Questions on the material:
1. Could you reproduce the disability services statement starting with "Wednesday, 25 November" and going on through "ábhar fíor-thábhachtach seo.", with "Provision" swapped out for "Planning"?
2. Can you condense the paragraph of the disability services statement that begins "I assure the Senator that improving access" into a shorter version that keeps its main facts?

Passage:

Wednesday, 25 November 2015
Disability Services Provision
Gabhaim mo bhuíochas leis an Seanadóir as an gceist. Toisc go bhfuil an tAire Stáit, an Teachta Lynch, as láthair inniu, tabharfaidh mise an freagra a bhaineann leis an ábhar fíor-thábhachtach seo.
The Government is committed to providing and developing services for children with special needs and to improving access by these children to therapy services, in so far as possible, within available resources. As the Senator will be aware, health-related therapy supports and interventions for such children can be accessed through both the HSE's primary care services and its disability services depending on the level of need. Significant additional resources have been invested in recent years in the State's primary care and disability services with a view to enhancing therapy service provision. For example, in 2013, additional funding of €20 million was allocated to strengthen primary care services and to support the recruitment of prioritised front-line posts. The HSE also has recognised that its early intervention services and services for school-aged children with disabilities must be standardised. To this end, a major reconfiguration of therapy resources for children with disabilities aged up to 18 years is currently under way. This involves pooling the resources of all service providers in defined geographical areas. The HSE's national programme on progressing disability services for children and young people up to 18 years of age aims to bring about equity of access to disability services and consistency of service delivery, with a clear pathway for children with disabilities and their families to services regardless of where they live, what school the child attends or the nature of the individual child's difficulties. Implementation of this programme is taking place on phased basis in consultation with stakeholders, including service users and their families. It is a key priority for the executive's social care directorate. An additional €4 million was allocated in 2014 to assist in implementing the programme, equating to approximately 80 additional therapy posts. Further investment of €4 million, equating to €6 million in a full year, has been provided this year to support its ongoing implementation. Full implementation of the programme is expected before the end of 2016.
Reconfiguration of disability services in line with this programme is already under way in Cavan-Monaghan. I understand that four additional therapy posts have been allocated to the region to date to assist in this process, comprising two speech and language therapy posts, an occupational therapy post and a social worker post. To date, two early intervention teams are being operated by Enable Ireland in line with the programme's policy and two school-age teams in the area are due to be reconfigured by the end of this year. It should be remembered that moving to this new service model is complex and requires considerable preparatory work on the part of the multi-agency local implementation group, in collaboration with all key stakeholders, to ensure as smooth a transition as possible. Clear integrated policies, procedures and protocols must be developed, together with a clear governance structure for the newly-formed multi-agency and multidisciplinary teams. While the HSE is facing challenges in some areas in meeting the statutory timeframes that apply to the assessment of need process under the Disability Act in light of the number and complexity of current cases, I understand there are no particular problems at present in Cavan-Monaghan and that assessments are being carried out in a timely fashion. Research conducted by the National Disability Authority into the statutory assessment of need, AON, process has found that where services are reorganised on an integrated basis, such as under the model advocated by the progressing disability services programme, the statutory assessment process works more smoothly.
I assure the Senator that improving access to therapy services for children in primary care and in disability services is a particular priority for the Government. In this context, further funding of €8 million is being provided in 2016 to expand the provision of speech and language therapy through primary care services and to support the re-organisation and expansion of speech and language and other therapies under the progressing disability services programme.

Listed records:
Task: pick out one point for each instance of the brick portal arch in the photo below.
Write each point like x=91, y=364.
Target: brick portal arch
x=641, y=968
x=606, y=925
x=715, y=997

Task results:
1.
Wednesday, 25 November 2015
Disability Services Planning
Gabhaim mo bhuíochas leis an Seanadóir as an gceist. Toisc go bhfuil an tAire Stáit, an Teachta Lynch, as láthair inniu, tabharfaidh mise an freagra a bhaineann leis an ábhar fíor-thábhachtach seo.

2. Improving children's access to therapy services in primary care and disability services is a particular Government priority. In 2016, a further €8 million is being provided to expand speech and language therapy through primary care services. The same funding also supports the reorganization and expansion of speech and language and other therapies under the progressing disability services program.